* Start Dataset content *

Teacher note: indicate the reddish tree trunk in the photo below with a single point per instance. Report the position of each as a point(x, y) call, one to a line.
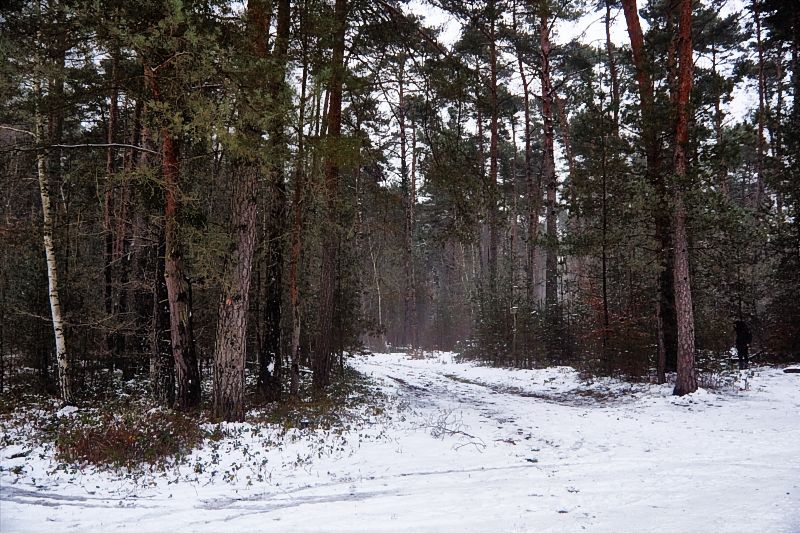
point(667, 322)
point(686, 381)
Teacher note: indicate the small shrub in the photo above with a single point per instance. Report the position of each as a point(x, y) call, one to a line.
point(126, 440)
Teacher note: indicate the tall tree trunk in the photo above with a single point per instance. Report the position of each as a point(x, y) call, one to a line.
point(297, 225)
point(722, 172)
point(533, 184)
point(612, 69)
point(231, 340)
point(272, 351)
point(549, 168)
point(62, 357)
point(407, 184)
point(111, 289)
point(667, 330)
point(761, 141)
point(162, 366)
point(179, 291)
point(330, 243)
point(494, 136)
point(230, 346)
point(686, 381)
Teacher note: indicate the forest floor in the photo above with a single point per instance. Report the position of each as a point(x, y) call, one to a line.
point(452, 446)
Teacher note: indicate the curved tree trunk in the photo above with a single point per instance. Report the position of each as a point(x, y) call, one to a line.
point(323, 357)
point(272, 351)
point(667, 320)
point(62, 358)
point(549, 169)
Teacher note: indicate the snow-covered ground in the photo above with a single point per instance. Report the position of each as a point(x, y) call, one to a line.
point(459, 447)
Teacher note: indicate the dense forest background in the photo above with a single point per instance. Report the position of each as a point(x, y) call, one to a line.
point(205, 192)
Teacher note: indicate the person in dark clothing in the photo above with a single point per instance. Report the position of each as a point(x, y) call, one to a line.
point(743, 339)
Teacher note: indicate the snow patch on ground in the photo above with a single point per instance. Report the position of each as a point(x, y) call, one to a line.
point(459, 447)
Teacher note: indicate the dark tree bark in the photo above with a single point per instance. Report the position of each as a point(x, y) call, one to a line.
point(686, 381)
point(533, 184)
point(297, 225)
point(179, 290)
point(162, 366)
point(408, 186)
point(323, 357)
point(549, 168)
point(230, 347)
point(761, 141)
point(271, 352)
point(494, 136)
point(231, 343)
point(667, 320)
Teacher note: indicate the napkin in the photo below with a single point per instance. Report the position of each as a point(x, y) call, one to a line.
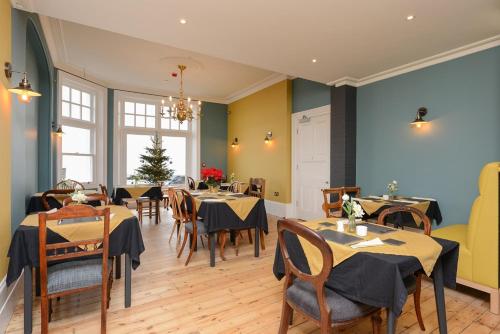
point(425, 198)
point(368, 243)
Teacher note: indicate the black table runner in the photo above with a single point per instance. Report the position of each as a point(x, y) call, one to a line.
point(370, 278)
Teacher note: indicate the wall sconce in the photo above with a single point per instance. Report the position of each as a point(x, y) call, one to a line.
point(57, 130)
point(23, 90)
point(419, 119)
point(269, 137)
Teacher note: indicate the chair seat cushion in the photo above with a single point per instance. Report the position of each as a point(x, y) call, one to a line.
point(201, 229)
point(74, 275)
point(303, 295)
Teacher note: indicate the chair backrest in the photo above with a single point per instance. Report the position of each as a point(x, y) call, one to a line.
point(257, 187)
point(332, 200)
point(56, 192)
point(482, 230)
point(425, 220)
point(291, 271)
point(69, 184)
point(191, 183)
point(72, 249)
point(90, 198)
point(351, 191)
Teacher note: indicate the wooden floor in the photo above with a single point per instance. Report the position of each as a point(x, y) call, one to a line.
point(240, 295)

* End Dataset content *

Exercise objective ▸ Repeat verbatim every line in the stretch from the line containing "Teacher note: indicate the tall" through the line containing "point(205, 192)", both included.

Solution ▸
Teacher note: indicate the tall tree trunk in the photo above with a single point per instance. Report the position of each as a point(x, y) call, one to a line.
point(297, 225)
point(722, 172)
point(533, 184)
point(612, 69)
point(231, 340)
point(272, 351)
point(549, 168)
point(62, 357)
point(407, 184)
point(111, 289)
point(667, 330)
point(761, 141)
point(162, 366)
point(179, 291)
point(330, 243)
point(494, 136)
point(230, 346)
point(686, 381)
Teacher note: indicate the forest floor in the photo above with a single point per instance. Report the position of each as a point(x, y) call, one to a line.
point(452, 446)
Teacher note: indicate the curved tree trunk in the photo above with a single point per instance. Report the position of each as a point(x, y) call, one to a line.
point(323, 357)
point(272, 351)
point(667, 320)
point(62, 358)
point(549, 169)
Teacher note: indicate the snow-covered ground in the photo above with a single point per instance. Report the position of each as a point(x, y) call, one to a line.
point(459, 447)
Teacher note: indicate the dense forest background in the photo above with a single point per instance. Report the position of each as a point(x, y) call, one to a line.
point(205, 192)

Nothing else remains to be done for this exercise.